* Start *
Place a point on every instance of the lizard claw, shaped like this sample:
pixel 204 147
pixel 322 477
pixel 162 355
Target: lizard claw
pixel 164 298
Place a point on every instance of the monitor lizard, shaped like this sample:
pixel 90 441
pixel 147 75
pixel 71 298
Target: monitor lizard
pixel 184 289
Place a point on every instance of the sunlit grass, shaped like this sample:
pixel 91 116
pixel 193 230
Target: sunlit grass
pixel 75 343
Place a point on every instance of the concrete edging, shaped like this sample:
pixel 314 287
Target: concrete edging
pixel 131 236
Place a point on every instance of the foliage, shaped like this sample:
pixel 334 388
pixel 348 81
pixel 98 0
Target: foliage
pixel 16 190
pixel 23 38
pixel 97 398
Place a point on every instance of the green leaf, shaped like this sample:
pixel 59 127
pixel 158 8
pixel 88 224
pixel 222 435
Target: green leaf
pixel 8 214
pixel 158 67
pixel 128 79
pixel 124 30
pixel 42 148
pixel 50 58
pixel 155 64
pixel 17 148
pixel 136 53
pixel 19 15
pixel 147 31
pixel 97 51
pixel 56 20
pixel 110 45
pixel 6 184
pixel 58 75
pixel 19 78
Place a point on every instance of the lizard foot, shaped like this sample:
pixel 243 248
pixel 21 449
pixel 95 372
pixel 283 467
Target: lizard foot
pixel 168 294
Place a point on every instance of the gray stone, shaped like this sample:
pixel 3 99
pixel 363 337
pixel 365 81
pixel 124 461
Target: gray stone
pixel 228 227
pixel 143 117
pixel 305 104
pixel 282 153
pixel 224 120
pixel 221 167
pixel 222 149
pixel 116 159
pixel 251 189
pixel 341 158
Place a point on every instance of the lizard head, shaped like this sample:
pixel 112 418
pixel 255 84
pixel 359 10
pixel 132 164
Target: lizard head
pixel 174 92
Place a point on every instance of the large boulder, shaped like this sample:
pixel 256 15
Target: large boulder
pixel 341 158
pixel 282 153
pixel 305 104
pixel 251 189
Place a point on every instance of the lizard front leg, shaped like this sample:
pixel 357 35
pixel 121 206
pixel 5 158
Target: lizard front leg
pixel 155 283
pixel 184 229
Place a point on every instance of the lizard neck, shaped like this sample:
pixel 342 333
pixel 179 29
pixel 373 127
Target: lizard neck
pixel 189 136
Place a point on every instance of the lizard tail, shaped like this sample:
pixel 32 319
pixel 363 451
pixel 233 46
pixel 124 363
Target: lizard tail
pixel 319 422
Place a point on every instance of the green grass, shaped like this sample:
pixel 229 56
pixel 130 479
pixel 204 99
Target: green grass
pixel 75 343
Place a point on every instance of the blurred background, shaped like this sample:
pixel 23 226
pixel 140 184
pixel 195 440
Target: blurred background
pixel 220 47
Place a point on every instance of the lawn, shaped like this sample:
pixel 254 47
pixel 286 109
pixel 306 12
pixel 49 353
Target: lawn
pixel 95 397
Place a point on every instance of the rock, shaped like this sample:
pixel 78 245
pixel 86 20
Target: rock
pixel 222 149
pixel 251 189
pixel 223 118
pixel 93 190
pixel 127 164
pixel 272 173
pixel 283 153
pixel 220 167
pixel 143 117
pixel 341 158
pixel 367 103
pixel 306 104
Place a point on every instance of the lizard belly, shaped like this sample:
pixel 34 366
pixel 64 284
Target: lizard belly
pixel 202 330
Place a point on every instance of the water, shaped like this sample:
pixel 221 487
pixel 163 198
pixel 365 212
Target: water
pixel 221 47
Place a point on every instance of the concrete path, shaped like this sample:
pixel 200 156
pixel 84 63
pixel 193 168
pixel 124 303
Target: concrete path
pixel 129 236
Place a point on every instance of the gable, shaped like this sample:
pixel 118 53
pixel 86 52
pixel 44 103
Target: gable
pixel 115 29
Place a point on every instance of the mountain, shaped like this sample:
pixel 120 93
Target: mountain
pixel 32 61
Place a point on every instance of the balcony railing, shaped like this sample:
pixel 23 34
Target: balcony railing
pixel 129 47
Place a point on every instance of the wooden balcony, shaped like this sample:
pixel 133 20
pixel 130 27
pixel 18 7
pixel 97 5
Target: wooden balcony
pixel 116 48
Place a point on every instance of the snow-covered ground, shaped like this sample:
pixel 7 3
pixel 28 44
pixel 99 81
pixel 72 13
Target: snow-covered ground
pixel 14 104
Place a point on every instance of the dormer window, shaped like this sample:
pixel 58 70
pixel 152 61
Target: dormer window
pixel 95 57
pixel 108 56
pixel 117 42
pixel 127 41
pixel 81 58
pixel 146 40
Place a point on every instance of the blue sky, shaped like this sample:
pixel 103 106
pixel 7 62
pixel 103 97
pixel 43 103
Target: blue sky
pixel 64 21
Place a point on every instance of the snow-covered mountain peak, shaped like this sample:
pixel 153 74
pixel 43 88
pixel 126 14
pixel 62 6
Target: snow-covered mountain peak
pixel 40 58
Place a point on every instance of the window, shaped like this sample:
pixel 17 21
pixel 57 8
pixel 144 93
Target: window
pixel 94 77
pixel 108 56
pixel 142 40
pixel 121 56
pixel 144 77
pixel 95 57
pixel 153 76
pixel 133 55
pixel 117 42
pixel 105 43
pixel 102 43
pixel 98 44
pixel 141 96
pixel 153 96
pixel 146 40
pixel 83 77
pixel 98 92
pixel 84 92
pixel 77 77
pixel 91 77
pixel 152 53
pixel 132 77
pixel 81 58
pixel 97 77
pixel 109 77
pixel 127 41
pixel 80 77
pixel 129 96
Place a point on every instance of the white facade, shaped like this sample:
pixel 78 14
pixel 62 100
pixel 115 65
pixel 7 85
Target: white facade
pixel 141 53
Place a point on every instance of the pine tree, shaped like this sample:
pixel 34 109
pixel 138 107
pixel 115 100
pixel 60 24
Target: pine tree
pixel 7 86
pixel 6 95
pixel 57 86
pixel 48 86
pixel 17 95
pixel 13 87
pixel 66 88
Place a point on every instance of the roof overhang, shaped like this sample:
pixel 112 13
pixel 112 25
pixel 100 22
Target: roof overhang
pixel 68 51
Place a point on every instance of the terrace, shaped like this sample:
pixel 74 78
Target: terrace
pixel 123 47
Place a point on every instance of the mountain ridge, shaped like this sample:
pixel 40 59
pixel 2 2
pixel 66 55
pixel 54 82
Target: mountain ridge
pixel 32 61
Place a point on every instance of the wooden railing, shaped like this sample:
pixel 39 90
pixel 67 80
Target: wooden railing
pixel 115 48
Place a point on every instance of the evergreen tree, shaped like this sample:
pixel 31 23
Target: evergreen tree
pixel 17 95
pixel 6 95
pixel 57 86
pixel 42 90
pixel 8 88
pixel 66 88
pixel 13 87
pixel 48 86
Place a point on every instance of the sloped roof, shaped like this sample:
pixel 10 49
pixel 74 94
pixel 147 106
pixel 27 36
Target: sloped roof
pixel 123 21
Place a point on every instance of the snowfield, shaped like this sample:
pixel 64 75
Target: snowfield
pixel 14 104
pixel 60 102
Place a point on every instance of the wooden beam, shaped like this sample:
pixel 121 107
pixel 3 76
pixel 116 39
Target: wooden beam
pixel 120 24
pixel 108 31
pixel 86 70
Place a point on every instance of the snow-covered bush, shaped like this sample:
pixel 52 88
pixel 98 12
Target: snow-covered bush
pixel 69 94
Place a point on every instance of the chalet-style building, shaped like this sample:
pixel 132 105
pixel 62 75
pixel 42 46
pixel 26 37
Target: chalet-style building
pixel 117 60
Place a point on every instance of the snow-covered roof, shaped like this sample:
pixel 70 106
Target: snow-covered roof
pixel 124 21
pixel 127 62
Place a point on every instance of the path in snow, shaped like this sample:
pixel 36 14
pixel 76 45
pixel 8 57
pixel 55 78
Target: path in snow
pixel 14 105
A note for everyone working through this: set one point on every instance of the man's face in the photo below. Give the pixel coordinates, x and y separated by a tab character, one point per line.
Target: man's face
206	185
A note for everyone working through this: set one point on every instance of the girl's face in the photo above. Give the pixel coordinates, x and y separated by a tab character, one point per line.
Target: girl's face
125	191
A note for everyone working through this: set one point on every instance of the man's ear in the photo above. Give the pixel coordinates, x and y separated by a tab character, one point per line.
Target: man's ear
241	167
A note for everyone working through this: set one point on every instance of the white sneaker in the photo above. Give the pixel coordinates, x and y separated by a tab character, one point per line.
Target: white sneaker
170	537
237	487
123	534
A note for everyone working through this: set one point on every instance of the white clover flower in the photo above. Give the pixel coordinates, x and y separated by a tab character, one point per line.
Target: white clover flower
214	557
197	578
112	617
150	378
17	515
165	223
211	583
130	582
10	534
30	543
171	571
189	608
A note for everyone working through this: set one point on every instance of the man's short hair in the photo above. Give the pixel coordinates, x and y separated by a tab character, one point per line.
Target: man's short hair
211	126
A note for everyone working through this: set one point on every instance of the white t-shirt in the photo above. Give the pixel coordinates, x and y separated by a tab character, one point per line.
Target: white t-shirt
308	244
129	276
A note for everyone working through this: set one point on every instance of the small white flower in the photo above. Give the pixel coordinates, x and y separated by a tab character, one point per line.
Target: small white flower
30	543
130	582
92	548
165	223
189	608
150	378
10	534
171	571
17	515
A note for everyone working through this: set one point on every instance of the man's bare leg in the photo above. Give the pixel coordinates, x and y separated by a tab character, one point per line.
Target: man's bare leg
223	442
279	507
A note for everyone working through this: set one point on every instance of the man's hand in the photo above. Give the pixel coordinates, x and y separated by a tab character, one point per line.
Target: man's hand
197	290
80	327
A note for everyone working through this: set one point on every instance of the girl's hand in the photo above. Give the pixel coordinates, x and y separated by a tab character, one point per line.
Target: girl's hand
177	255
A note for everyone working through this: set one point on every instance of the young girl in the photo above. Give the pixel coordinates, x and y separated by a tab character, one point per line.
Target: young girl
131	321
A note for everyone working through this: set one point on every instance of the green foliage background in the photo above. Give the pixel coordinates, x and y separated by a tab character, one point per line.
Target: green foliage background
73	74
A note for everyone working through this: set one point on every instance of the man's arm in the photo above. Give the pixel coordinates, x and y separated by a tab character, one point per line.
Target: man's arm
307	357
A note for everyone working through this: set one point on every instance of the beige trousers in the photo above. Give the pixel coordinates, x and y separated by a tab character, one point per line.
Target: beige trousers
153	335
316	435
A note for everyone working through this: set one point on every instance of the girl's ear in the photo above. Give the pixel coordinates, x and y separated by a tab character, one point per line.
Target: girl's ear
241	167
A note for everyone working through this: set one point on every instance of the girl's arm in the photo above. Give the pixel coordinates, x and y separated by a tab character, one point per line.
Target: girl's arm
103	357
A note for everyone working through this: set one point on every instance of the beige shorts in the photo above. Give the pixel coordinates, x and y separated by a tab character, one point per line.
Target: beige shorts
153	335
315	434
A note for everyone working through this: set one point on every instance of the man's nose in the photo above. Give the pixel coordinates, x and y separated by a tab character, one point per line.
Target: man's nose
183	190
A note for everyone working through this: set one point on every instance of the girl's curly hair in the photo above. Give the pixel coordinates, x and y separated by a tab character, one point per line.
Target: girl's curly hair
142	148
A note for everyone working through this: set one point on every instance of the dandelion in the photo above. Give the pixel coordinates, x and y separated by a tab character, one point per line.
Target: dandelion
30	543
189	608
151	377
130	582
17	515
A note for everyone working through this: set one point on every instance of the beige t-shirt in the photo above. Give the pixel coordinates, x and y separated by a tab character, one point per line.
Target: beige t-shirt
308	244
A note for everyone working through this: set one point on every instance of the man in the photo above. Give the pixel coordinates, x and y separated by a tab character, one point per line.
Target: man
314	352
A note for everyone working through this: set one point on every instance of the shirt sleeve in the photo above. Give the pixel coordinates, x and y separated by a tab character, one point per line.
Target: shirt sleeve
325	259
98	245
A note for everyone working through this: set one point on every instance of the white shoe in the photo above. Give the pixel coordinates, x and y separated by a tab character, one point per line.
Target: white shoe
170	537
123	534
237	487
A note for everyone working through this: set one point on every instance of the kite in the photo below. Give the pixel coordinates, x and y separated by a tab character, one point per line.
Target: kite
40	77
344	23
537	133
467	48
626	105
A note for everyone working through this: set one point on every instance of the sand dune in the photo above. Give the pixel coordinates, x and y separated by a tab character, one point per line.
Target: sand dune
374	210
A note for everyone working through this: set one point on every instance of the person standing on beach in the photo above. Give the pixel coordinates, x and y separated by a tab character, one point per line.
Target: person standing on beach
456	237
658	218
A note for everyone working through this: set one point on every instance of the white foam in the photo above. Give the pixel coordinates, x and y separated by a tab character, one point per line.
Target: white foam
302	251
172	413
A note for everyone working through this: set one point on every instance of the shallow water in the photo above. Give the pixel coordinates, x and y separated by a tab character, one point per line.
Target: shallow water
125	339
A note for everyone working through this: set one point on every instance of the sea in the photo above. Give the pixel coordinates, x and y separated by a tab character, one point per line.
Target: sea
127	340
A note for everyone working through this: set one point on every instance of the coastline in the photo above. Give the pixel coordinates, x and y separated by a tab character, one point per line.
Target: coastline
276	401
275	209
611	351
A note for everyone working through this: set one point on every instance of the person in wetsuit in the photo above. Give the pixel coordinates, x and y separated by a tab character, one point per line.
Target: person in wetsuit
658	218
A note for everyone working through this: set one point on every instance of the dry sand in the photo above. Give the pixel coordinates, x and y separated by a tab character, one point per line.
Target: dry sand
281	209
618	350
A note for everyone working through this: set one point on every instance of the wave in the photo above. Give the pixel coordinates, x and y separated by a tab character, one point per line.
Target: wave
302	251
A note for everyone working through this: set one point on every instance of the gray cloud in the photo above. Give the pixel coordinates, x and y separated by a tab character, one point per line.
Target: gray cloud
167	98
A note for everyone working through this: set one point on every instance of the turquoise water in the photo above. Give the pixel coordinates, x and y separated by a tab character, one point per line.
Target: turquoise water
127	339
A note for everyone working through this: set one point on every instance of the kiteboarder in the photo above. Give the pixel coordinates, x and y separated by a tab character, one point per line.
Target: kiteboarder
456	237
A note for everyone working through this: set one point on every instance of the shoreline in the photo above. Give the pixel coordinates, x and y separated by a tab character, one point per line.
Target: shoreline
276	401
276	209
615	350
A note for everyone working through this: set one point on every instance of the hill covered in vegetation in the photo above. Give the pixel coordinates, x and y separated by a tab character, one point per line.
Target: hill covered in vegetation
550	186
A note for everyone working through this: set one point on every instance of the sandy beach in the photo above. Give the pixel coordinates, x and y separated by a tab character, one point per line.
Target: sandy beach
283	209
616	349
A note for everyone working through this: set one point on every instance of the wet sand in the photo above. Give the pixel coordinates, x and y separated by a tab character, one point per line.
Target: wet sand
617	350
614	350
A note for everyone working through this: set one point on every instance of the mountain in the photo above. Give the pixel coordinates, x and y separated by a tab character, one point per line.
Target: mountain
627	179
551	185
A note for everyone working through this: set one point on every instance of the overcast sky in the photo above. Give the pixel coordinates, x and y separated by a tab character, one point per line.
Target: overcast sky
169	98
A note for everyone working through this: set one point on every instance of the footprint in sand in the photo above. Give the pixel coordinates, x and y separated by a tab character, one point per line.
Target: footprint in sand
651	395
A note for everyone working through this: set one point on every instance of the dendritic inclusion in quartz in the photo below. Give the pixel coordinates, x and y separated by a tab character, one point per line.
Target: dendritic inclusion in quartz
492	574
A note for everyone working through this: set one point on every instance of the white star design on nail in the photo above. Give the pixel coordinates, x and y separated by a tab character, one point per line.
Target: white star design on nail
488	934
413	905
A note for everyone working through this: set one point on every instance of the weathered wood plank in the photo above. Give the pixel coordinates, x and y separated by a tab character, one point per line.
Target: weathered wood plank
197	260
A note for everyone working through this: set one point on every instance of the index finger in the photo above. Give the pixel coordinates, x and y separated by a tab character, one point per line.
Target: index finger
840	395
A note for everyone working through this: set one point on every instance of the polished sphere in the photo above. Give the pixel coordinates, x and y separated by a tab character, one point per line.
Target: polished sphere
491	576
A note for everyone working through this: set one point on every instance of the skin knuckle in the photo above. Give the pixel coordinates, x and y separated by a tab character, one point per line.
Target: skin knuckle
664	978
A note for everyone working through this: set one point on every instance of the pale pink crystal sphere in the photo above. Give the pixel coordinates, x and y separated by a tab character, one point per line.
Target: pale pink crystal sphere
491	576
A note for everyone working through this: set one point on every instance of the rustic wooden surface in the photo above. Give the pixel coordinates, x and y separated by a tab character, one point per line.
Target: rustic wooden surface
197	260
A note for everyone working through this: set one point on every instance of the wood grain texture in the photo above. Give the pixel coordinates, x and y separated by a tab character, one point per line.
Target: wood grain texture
* End *
_OBJECTIVE:_
Return the lines starting with the line containing "Place a point on every instance of the evergreen" and going on through the line containing "pixel 86 70", copied character for character, ends included.

_TASK ANSWER:_
Place a point on every instance of the evergreen tree, shaped like this sample:
pixel 31 23
Target: evergreen tree
pixel 17 95
pixel 6 95
pixel 57 86
pixel 42 90
pixel 8 88
pixel 66 88
pixel 13 87
pixel 48 86
Place a point on every instance of the sloped roof, shaped like this sample:
pixel 10 49
pixel 74 94
pixel 147 106
pixel 27 36
Target: sloped roof
pixel 123 21
Place a point on every instance of the snowfield, shaped like this sample:
pixel 64 75
Target: snowfield
pixel 14 104
pixel 60 102
Place a point on every instance of the wooden beam, shaped like this sample:
pixel 121 107
pixel 3 76
pixel 116 39
Target: wooden beam
pixel 120 24
pixel 108 31
pixel 86 70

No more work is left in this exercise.